*INSTRUCTION 1*. Please sum up the awk one-liners file in two sentences.
** Start of READING TEXT **
`

HANDY ONE-LINE SCRIPTS FOR AWK

阅读更多
HANDY ONE-LINE SCRIPTS FOR AWK                               30 April 2008
Compiled by Eric Pement - eric [at] pement.org               version 0.27

Latest version of this file (in English) is usually at:
   http://www.pement.org/awk/awk1line.txt

This file will also be available in other languages:
   Chinese  - http://ximix.org/translation/awk1line_zh-CN.txt   

USAGE:

   Unix: awk '/pattern/ {print "$1"}'    # standard Unix shells
DOS/Win: awk '/pattern/ {print "$1"}'    # compiled with DJGPP, Cygwin
         awk "/pattern/ {print \"$1\"}"  # GnuWin32, UnxUtils, Mingw

Note that the DJGPP compilation (for DOS or Windows-32) permits an awk
script to follow Unix quoting syntax '/like/ {"this"}'. HOWEVER, if the
command interpreter is CMD.EXE or COMMAND.COM, single quotes will not
protect the redirection arrows (<, >) nor do they protect pipes (|).
These are special symbols which require "double quotes" to protect them
from interpretation as operating system directives. If the command
interpreter is bash, ksh or another Unix shell, then single and double
quotes will follow the standard Unix usage.

Users of MS-DOS or Microsoft Windows must remember that the percent
sign (%) is used to indicate environment variables, so this symbol must
be doubled (%%) to yield a single percent sign visible to awk.

If a script will not need to be quoted in Unix, DOS, or CMD, then I
normally omit the quote marks. If an example is peculiar to GNU awk,
the command 'gawk' will be used. Please notify me if you find errors or
new commands to add to this list (total length under 65 characters). I
usually try to put the shortest script first. To conserve space, I
normally use '1' instead of '{print}' to print each line. Either one
will work.
** End of READING TEXT **
** Start of AVAILABLE DATA **
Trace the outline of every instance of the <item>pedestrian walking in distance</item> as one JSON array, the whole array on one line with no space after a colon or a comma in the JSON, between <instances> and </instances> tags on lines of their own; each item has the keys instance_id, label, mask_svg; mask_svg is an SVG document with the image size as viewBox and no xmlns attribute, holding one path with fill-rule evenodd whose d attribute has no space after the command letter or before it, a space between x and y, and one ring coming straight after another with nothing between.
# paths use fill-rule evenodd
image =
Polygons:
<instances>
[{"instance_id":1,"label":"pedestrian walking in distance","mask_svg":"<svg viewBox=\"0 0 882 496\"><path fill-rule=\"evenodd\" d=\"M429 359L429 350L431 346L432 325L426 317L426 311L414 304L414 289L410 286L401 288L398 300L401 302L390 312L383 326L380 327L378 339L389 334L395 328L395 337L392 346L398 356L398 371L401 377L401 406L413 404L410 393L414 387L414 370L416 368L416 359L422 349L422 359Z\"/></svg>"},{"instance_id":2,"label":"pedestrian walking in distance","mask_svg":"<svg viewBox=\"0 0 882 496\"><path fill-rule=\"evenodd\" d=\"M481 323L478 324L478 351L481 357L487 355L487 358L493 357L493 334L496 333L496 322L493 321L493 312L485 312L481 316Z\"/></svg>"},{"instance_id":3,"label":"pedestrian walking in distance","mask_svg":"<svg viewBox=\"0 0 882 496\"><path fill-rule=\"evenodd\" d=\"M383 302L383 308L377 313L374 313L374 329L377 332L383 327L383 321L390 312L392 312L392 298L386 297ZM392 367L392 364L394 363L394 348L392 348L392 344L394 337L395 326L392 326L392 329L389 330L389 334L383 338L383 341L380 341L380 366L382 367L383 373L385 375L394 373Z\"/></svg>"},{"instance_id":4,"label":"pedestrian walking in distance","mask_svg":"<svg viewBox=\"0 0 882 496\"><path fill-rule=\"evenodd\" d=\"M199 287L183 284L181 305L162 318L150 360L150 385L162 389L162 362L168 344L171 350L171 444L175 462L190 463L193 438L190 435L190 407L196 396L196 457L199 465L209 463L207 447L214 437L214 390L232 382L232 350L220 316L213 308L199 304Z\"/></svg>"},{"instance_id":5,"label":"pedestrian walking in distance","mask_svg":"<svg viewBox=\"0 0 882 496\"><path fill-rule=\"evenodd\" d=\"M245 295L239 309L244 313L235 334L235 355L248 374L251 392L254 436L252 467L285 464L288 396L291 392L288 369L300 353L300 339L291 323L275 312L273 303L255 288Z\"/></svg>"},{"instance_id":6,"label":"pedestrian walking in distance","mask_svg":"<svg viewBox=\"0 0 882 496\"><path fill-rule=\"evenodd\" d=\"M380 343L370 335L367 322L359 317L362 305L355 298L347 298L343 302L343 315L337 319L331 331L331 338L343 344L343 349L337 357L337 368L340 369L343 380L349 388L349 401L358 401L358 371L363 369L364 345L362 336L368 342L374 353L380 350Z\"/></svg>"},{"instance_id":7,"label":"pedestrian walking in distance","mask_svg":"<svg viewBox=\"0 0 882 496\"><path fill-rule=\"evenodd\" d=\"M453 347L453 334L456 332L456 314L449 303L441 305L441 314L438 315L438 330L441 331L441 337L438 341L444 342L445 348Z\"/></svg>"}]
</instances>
** End of AVAILABLE DATA **
*INSTRUCTION 2*. Give as a numbered list, with blank lines left out, the part of the records that opens with their first line and closes with the line containing "# paths use fill-rule evenodd".

*COMPLETE OUTPUT 1*. Compiled by Eric Pement as version 0.27 on 30 April 2008, the file gathers short awk scripts and shows how to quote them under standard Unix shells and under DOS/Windows builds such as DJGPP, Cygwin, GnuWin32, UnxUtils and Mingw. It warns that under CMD.EXE or COMMAND.COM single quotes do not protect redirection arrows or pipes, so double quotes are needed, and that MS-DOS and Windows users must double the percent sign so awk sees a single one.

*COMPLETE OUTPUT 2*.
1. Trace the outline of every instance of the <item>pedestrian walking in distance</item> as one JSON array, the whole array on one line with no space after a colon or a comma in the JSON, between <instances> and </instances> tags on lines of their own; each item has the keys instance_id, label, mask_svg; mask_svg is an SVG document with the image size as viewBox and no xmlns attribute, holding one path with fill-rule evenodd whose d attribute has no space after the command letter or before it, a space between x and y, and one ring coming straight after another with nothing between.
2. # paths use fill-rule evenodd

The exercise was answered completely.